Exercise data:
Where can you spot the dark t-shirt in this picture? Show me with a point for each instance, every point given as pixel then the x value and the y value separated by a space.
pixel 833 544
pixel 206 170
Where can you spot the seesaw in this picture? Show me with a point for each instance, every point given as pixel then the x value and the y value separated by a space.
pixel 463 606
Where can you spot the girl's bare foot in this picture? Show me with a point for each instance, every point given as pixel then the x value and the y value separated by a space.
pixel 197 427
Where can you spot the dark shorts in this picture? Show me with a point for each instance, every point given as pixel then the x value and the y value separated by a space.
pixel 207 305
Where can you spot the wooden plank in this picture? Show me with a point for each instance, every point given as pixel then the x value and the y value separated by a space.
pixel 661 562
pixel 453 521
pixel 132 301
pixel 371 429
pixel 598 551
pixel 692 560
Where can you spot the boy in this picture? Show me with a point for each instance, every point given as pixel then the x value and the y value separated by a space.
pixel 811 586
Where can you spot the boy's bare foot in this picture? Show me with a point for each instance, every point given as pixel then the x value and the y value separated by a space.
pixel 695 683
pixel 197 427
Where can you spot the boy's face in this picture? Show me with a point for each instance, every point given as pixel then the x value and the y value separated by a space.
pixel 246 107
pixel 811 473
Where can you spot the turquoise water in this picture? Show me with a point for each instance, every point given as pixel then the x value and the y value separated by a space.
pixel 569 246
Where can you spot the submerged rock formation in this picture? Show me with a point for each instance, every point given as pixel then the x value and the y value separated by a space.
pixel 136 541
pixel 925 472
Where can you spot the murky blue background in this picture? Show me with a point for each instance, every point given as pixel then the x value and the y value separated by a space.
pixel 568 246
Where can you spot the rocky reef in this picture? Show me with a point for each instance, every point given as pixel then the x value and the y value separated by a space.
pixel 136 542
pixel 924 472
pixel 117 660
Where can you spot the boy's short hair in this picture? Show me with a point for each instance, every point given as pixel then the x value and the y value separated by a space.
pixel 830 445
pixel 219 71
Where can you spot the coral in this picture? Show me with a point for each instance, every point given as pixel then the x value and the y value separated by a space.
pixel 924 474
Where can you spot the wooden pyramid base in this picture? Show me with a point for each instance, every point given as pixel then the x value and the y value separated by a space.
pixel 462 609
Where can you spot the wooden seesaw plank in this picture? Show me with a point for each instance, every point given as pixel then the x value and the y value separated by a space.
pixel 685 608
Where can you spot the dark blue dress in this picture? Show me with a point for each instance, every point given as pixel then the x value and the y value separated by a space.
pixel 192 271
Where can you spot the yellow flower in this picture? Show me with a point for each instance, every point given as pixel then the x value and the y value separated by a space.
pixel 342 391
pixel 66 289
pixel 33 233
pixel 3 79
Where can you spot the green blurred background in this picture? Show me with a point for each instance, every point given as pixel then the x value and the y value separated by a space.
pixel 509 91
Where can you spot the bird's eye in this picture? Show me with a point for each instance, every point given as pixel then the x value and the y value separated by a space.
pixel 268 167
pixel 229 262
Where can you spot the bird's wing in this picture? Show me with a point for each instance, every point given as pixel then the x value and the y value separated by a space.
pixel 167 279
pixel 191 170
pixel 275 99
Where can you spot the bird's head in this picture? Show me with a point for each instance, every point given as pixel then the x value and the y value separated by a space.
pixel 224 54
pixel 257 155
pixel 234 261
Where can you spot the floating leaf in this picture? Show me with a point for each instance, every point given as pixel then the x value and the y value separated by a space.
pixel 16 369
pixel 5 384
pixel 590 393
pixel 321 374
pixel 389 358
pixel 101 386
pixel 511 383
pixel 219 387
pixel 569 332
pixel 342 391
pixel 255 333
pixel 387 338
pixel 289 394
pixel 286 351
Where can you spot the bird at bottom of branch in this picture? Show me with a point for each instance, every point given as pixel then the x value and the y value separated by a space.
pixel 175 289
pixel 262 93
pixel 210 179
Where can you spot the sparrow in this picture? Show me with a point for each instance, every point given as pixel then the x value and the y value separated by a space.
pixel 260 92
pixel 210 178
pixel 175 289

What is needed: Each line from the one holding "Where can you spot the sparrow" down to the end of the records above is to be repeated exactly; no other line belongs in the reply.

Output for this exercise:
Where can you spot the sparrow in this picture? Show me with a point for each instance, every point given as pixel then the x value and the y value separated by a space.
pixel 260 92
pixel 210 178
pixel 175 289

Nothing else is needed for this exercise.